====== Information given
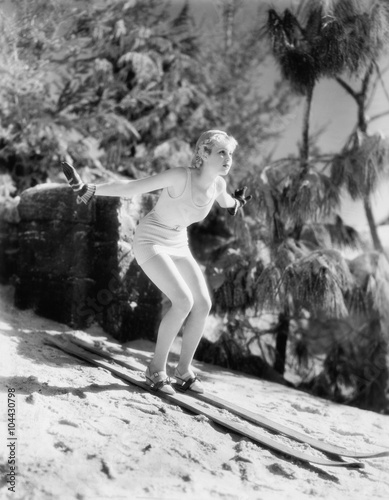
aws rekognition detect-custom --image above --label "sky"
[183,0,389,231]
[0,0,389,228]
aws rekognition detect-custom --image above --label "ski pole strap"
[227,199,240,216]
[227,186,252,215]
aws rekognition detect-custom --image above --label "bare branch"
[368,110,389,123]
[335,77,358,101]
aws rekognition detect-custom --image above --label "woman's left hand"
[232,186,252,207]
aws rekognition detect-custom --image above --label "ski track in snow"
[0,286,389,500]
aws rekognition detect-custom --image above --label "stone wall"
[11,184,161,341]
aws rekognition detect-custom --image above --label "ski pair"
[48,337,389,468]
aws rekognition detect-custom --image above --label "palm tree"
[258,0,389,372]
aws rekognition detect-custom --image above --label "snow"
[0,286,389,500]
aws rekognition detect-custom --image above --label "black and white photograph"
[0,0,389,500]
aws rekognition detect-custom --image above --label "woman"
[63,130,251,394]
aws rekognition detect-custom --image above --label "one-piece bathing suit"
[134,168,221,265]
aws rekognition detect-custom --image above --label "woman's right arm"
[95,167,187,198]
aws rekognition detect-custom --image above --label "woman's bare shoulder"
[216,175,227,194]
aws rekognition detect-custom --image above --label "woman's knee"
[193,295,212,316]
[171,292,194,314]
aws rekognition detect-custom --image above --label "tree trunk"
[363,195,384,253]
[274,312,290,375]
[300,83,313,177]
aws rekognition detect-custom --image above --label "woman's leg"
[142,254,193,372]
[174,257,212,375]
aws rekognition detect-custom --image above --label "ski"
[70,337,389,459]
[46,337,364,468]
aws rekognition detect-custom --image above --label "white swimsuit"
[134,168,220,265]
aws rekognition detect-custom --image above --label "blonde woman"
[63,130,251,394]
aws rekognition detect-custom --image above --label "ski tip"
[344,462,365,469]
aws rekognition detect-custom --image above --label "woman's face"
[202,139,234,175]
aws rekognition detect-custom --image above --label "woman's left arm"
[216,177,236,208]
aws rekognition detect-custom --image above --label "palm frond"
[283,250,352,317]
[331,134,389,199]
[255,263,285,310]
[325,215,361,249]
[348,252,389,333]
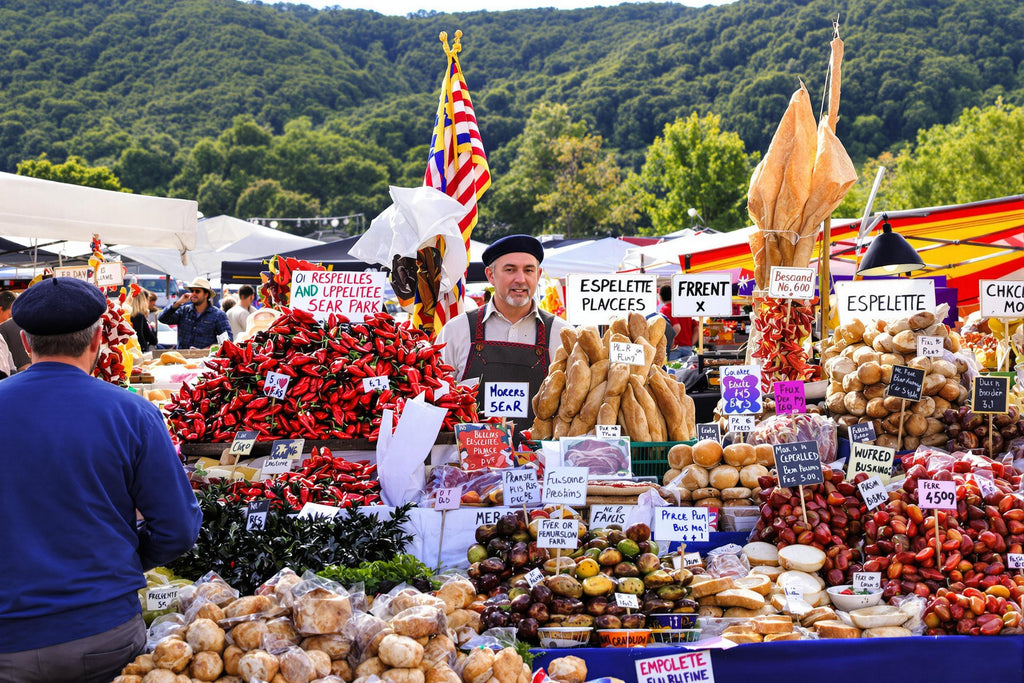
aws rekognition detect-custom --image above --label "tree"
[17,155,131,193]
[637,112,756,234]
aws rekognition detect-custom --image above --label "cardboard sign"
[772,381,807,415]
[263,372,292,398]
[542,467,589,507]
[853,571,882,593]
[96,261,125,287]
[608,342,646,366]
[978,280,1024,317]
[720,366,762,415]
[502,467,541,508]
[291,270,387,323]
[565,272,657,325]
[857,476,889,510]
[697,422,722,441]
[886,366,925,400]
[729,415,757,434]
[537,519,580,550]
[590,505,637,528]
[672,272,732,317]
[772,441,825,486]
[918,479,956,510]
[846,441,896,483]
[918,335,946,357]
[847,422,879,443]
[836,278,935,325]
[635,650,715,683]
[768,265,815,299]
[654,507,711,543]
[971,375,1010,415]
[53,265,92,283]
[455,422,512,470]
[246,501,270,531]
[483,382,529,418]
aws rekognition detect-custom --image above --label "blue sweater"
[0,362,202,652]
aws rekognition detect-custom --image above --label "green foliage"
[635,112,757,234]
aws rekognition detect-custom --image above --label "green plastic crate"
[630,439,697,483]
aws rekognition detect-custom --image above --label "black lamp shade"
[857,221,925,275]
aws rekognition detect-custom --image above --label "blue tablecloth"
[534,636,1024,683]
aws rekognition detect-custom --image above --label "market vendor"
[437,234,568,428]
[0,278,202,683]
[159,278,233,348]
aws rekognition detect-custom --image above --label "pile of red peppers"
[166,308,477,442]
[216,447,381,512]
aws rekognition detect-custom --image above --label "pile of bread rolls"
[662,439,775,508]
[821,306,968,451]
[530,313,696,441]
============
Given exercise:
Can you give every line of the material again with "detect-custom" changed to "detect-labels", everything else unchanged and the pictures left out?

Task response:
aws rekognition detect-labels --image above --label "sky"
[183,0,389,231]
[0,0,389,228]
aws rekognition detect-labels --image above --label "ski pole strap"
[227,199,240,216]
[227,186,252,215]
aws rekognition detect-labels --image above --label "bare branch"
[368,110,389,123]
[335,77,358,101]
aws rekognition detect-labels --image above --label "woman's left hand"
[232,186,252,207]
aws rekognition detect-labels --image above --label "ski track in snow"
[0,286,389,500]
aws rekognition detect-labels --image above --label "stone wall"
[11,184,161,341]
aws rekognition detect-labels --image above --label "ski pair"
[48,337,389,468]
aws rekognition detect-labels --image above --label "palm tree"
[258,0,389,372]
aws rekognition detect-labels --image above --label "snow"
[0,286,389,500]
aws rekognition detect-labels --image above --label "black and white photograph"
[0,0,389,500]
aws rekognition detect-labels --image above --label "woman"
[63,130,251,394]
aws rekognition detect-labels --image above --label "one-piece bathing suit"
[134,168,221,265]
aws rekognition detect-labels --image above --label "woman's right arm"
[95,167,187,198]
aws rekognition detect-labels --image above --label "woman's bare shoulder"
[216,175,227,194]
aws rekognition detect-labels --image above --label "woman's knee"
[193,295,212,316]
[171,292,194,314]
aws rekognition detect-labels --image above --label "tree trunk"
[363,195,384,253]
[274,312,290,375]
[300,83,313,177]
aws rekognition detect-labels --image above --label "woman's leg"
[142,254,193,372]
[174,257,212,375]
aws rekognition detect-labels --image above --label "ski"
[70,337,389,459]
[46,337,364,468]
aws rekognition detect-labels --image above --label "white swimsuit"
[134,168,220,265]
aws rekognition detect-labels --image above --label "blonde woman"
[63,130,251,394]
aws rekognition detect-labels --image above --label "ski tip"
[344,462,365,469]
aws rekognition detect-labels --image above --label "woman's face"
[202,139,234,175]
aws rekognition detect-labels --image above --label "woman's left arm"
[216,177,236,208]
aws rekognition detect-labels --image above --label "palm frond"
[283,250,352,317]
[331,134,389,199]
[255,263,285,310]
[325,215,361,249]
[348,252,389,333]
aws rekognition detect-labels --image above --label "tree"
[17,155,131,193]
[637,112,756,234]
aws rekognition detect-labels --image above --label "cardboard sign"
[772,381,807,415]
[263,372,292,398]
[542,467,589,507]
[853,571,882,593]
[96,261,125,287]
[608,342,646,366]
[978,280,1024,317]
[720,366,762,415]
[502,467,541,508]
[291,270,387,323]
[565,272,657,325]
[857,476,889,510]
[697,422,722,441]
[886,366,925,400]
[729,415,757,434]
[537,519,580,550]
[590,505,637,528]
[672,272,732,317]
[772,441,825,486]
[918,479,956,510]
[846,441,896,483]
[918,335,946,357]
[847,422,879,443]
[836,278,935,325]
[635,650,715,683]
[768,265,815,299]
[654,507,711,543]
[971,375,1010,415]
[53,265,92,283]
[455,422,512,470]
[246,501,270,531]
[483,382,529,418]
aws rekognition detect-labels --image above --label "blue sweater"
[0,362,202,652]
aws rekognition detect-labels --image above --label "green foliage"
[635,112,757,234]
aws rekognition detect-labels --image above --label "green plastic crate"
[630,439,697,483]
aws rekognition detect-labels --image above --label "black lamp shade"
[857,221,925,275]
aws rekognition detect-labels --image above --label "blue tablecloth"
[534,636,1024,683]
aws rekognition detect-labels --image above --label "market vendor"
[437,234,568,428]
[0,278,202,683]
[159,278,233,348]
aws rekognition detect-labels --image above --label "pile of red peppers"
[166,308,477,442]
[216,447,381,512]
aws rekognition detect-labels --image above --label "pile of bread rolls"
[662,439,775,508]
[821,306,968,451]
[530,313,696,441]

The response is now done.